══ Recorded information ══

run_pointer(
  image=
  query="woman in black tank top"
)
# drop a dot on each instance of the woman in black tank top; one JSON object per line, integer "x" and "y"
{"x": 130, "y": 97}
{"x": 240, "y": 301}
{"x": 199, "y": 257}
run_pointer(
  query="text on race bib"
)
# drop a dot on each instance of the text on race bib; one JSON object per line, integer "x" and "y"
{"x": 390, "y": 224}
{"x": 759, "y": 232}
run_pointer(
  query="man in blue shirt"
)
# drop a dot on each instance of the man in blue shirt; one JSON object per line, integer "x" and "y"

═══

• _Problem description_: Based on the entries above, give the number of lines with the string "shirt" and no further text.

• _Task response_: 2